-------- RECORDS PROVIDED --------

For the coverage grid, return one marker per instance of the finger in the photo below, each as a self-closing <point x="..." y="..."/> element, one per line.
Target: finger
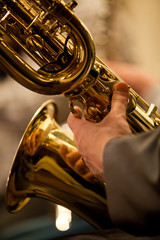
<point x="120" y="98"/>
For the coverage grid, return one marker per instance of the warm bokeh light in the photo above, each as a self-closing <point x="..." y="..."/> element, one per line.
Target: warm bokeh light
<point x="63" y="218"/>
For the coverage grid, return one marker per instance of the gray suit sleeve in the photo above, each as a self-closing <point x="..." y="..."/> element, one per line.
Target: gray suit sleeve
<point x="132" y="176"/>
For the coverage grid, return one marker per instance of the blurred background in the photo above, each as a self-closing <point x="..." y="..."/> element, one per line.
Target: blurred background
<point x="123" y="30"/>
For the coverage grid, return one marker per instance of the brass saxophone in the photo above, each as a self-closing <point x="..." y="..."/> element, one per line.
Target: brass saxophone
<point x="57" y="41"/>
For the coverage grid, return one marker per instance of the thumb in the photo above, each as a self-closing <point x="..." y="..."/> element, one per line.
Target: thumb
<point x="120" y="98"/>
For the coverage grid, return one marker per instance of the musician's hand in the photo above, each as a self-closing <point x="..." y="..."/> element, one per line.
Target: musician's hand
<point x="91" y="138"/>
<point x="137" y="78"/>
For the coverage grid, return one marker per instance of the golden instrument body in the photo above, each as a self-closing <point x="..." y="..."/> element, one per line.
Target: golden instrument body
<point x="57" y="41"/>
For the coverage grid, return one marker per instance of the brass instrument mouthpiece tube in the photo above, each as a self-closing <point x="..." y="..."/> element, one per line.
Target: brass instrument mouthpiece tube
<point x="52" y="36"/>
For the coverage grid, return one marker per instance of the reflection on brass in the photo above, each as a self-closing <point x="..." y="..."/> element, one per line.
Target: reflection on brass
<point x="47" y="165"/>
<point x="61" y="46"/>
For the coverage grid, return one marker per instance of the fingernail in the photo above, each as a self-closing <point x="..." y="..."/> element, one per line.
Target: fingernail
<point x="121" y="87"/>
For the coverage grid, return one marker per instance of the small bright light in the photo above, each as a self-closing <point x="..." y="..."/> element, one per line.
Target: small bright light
<point x="63" y="218"/>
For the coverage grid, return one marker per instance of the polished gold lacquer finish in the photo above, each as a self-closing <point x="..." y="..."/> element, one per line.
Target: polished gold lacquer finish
<point x="62" y="48"/>
<point x="47" y="165"/>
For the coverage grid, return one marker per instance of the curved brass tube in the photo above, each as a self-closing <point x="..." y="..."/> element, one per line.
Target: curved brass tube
<point x="47" y="165"/>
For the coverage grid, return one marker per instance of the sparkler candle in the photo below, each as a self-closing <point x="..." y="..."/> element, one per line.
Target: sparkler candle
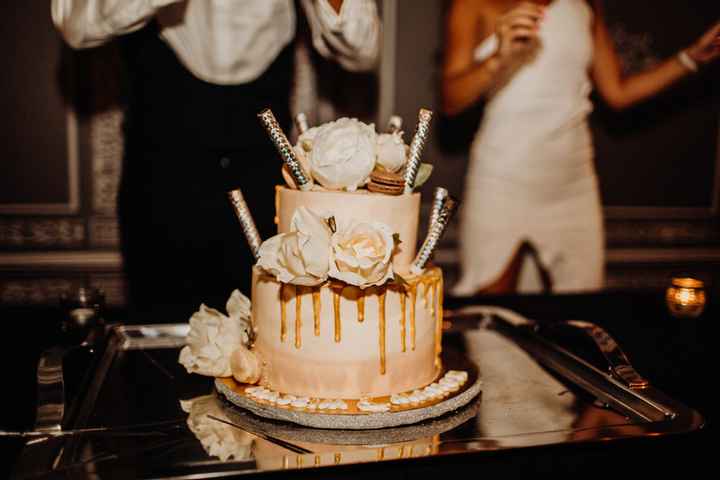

--------

[YOUR ASSIGNMENT]:
An exact, picture-free copy of the entries is required.

[OUTPUT BELOW]:
For the coverage grid, return one marker per instance of the finger in the photo below, each as a self-closing <point x="..." y="..."/> element, one per line.
Target: finger
<point x="120" y="98"/>
For the coverage grid, return one marker per instance of the warm bokeh light in the photo above, each as a self-closing <point x="..." y="..."/> element, one per line.
Target: warm bokeh light
<point x="63" y="218"/>
For the coverage grid, return one marker per instance of the gray suit sleeve in the photo above, each as a self-closing <point x="..." y="..."/> element, one per line.
Target: gray suit sleeve
<point x="132" y="176"/>
For the coverage grid, return one marker per instance of the blurred background in the photo above, each as a self-closing <point x="..." y="..."/> element, one per line.
Target: blurred background
<point x="123" y="30"/>
For the coverage grid, return one marker per instance of the brass saxophone in the photo above, each as a self-closing <point x="..." y="..."/> element, one per line.
Target: brass saxophone
<point x="57" y="41"/>
For the coverage grid, return one marker per instance of the thumb in the photo above, each as a self-closing <point x="..." y="..."/> element, one per line.
Target: thumb
<point x="120" y="98"/>
For the coverage grid, return one marker per instance of the musician's hand in the photo above, each as a self-closing <point x="..." y="..."/> element, one per line.
Target: musician's hand
<point x="91" y="138"/>
<point x="137" y="78"/>
For the coverage grid, return one marker per instance of the golden instrument body in the photo above, each as a self-closing <point x="..." y="..."/> element, one per line.
Target: golden instrument body
<point x="57" y="41"/>
For the coverage grid, return one marker per instance of the brass instrument mouthpiece tube in the photo above, each as a self-closing <point x="..." y="..."/> element, one per line.
Target: brass instrument mouthpiece tube
<point x="52" y="36"/>
For the coverage grid, return one marker per instance of the reflection on brass in the photo above, each as a self-closing <point x="..." y="..."/> element, one per line.
Target: reflection on brass
<point x="47" y="165"/>
<point x="61" y="46"/>
For the coverage grid, return one marker per instance of the fingernail in the photo above, each as a self-closing <point x="..." y="..."/> element, one per line.
Target: fingernail
<point x="121" y="87"/>
For the coverage grid, return one marker per instance of the small bright light in the photo above, each as a self-closing <point x="..." y="..."/> element, one per line.
Target: small bright light
<point x="63" y="218"/>
For the coverage grid, return one marker per instance of the polished gold lacquer finish in the photo above, each as a self-closing <point x="..." y="..."/> element, one per line.
Target: polished gold lacquer finish
<point x="62" y="48"/>
<point x="47" y="165"/>
For the coverage grid, return one marker per instance of the curved brass tube in the photo above, each as a self-closing <point x="..." y="..."/> element, one per line.
Target: curved brass tube
<point x="47" y="165"/>
For the coverage grid, return one marker per instance of the sparkler candle in the photo below, each as a self-closing <point x="..." y="..."/> element, one per line.
Target: sparkler candle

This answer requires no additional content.